Start of Block

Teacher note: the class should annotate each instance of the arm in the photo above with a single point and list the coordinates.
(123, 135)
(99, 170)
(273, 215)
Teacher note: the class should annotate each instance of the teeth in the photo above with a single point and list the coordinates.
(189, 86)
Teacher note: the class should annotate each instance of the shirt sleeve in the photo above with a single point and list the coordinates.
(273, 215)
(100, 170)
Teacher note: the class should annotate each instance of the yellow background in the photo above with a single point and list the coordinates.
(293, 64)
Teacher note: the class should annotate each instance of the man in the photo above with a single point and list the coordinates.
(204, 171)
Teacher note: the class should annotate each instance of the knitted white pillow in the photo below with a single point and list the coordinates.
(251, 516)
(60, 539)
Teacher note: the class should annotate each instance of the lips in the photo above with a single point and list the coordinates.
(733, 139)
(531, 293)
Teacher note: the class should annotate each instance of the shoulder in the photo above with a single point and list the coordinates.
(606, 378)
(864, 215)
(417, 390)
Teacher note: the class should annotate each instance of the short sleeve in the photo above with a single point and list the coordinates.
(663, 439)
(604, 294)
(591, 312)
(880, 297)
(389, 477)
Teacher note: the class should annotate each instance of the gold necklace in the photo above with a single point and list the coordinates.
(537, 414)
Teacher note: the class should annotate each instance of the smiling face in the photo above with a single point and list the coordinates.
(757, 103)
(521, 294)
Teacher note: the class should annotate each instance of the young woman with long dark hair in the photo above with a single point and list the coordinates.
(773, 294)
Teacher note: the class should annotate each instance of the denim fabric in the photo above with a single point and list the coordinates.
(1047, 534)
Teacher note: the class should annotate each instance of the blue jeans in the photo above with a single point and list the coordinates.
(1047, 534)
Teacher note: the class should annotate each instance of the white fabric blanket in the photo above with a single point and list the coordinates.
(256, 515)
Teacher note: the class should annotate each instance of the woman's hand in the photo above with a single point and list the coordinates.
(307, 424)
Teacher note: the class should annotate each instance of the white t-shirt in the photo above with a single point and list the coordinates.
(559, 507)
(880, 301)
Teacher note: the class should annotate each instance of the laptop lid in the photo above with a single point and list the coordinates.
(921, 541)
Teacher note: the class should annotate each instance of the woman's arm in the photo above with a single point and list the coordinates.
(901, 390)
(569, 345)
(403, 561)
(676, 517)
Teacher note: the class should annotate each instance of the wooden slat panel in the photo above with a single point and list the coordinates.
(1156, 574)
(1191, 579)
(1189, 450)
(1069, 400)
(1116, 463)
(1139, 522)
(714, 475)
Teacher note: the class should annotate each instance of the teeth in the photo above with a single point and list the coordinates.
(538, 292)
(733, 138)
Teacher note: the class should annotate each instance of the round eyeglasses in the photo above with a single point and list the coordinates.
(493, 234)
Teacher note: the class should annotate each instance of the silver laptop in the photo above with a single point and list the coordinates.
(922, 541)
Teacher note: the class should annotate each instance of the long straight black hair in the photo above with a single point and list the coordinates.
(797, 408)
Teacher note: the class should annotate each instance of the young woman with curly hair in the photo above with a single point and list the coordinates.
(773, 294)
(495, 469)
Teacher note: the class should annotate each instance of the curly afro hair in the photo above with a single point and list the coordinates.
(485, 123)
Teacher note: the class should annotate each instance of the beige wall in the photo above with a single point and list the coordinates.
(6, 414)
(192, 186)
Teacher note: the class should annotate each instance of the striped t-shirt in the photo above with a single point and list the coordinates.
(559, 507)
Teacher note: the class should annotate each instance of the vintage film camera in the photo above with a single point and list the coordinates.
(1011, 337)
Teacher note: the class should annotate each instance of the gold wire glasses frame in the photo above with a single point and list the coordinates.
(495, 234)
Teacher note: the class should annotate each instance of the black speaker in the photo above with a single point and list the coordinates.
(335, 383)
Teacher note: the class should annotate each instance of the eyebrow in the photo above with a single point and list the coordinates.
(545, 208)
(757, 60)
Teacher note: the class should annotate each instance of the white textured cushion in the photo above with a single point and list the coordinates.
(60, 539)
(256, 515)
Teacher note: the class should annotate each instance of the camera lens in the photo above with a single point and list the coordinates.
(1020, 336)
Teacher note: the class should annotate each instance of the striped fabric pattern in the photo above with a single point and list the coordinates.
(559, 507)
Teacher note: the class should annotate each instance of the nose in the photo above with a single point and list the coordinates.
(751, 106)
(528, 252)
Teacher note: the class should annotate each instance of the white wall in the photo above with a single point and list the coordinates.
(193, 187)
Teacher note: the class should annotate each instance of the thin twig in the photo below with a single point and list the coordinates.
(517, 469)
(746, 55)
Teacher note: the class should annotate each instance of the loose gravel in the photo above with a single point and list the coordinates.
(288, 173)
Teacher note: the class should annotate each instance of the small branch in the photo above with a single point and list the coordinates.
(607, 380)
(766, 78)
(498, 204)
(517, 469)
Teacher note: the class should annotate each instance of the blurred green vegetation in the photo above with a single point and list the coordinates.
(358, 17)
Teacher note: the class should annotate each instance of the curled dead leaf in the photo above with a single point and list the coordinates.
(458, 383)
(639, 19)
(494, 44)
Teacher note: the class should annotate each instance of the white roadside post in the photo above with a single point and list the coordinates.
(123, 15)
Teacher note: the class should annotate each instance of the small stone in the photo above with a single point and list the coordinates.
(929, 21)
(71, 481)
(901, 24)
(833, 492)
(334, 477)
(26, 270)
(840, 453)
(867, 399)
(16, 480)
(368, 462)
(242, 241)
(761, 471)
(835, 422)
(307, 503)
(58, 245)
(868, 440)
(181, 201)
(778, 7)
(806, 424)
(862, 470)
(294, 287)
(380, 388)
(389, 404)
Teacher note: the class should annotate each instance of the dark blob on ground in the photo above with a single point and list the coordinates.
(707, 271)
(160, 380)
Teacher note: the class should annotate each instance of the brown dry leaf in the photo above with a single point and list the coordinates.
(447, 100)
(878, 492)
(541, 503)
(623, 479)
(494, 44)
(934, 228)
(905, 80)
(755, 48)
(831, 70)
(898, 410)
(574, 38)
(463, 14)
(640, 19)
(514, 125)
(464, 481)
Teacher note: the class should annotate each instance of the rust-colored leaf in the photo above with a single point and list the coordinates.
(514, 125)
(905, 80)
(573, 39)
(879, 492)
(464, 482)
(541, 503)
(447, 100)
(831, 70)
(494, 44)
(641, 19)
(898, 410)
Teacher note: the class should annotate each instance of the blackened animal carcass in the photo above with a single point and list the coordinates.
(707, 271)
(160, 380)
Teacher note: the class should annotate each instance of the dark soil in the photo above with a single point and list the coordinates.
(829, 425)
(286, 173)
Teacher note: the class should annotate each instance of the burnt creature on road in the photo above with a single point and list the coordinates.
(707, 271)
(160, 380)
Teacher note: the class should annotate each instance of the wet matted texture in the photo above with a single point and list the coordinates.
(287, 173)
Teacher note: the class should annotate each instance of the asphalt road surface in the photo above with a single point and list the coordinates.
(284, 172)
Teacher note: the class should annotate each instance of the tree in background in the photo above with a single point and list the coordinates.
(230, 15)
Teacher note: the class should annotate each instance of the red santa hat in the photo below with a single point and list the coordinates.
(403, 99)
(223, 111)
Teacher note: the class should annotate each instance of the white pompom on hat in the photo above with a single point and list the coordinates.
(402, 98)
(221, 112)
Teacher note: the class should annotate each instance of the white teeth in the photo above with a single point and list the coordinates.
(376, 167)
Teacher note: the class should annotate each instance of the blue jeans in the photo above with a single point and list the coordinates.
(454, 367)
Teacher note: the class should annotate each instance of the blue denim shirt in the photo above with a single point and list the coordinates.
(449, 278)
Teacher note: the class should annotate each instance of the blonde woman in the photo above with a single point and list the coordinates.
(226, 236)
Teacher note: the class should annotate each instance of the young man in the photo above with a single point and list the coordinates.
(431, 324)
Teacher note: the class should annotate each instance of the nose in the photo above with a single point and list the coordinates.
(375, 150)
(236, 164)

End of Block

Starting at the line with "of the asphalt", copy every line up to and including the last one in the entries above.

Teacher note: the class should annotate each instance of the asphalt road surface in the photo above with a single point and list the coordinates.
(284, 172)
Teacher note: the class should annotate each instance of the tree in background in the photo above with a single point and list the coordinates.
(230, 15)
Teacher note: the class should annotate each instance of the red santa hat in the photo below with a single point and list the coordinates.
(403, 99)
(223, 111)
Teacher note: the class should annotate each instance of the white pompom on hat in the photo above with a single point and list the coordinates.
(402, 98)
(221, 112)
Teacher note: the class should annotate each instance of the white teeth in the photo above with a single point and list the coordinates.
(376, 167)
Teacher note: the class should annotate each instance of the blue jeans in the photo above with a single point and list the coordinates.
(454, 367)
Teacher note: the class should annotate each instance of the blue denim shirt in the photo above with a single point and list the coordinates.
(449, 278)
Teacher note: the class should annotate each instance of the blonde woman in the photo above with a single point and list the coordinates.
(226, 236)
Teacher note: the class should annotate each instance of the young man in the photo above with a single point and list the coordinates.
(431, 324)
Teacher note: the class should annotate each instance of the nose in the photo above with a single point and list the coordinates.
(375, 150)
(236, 164)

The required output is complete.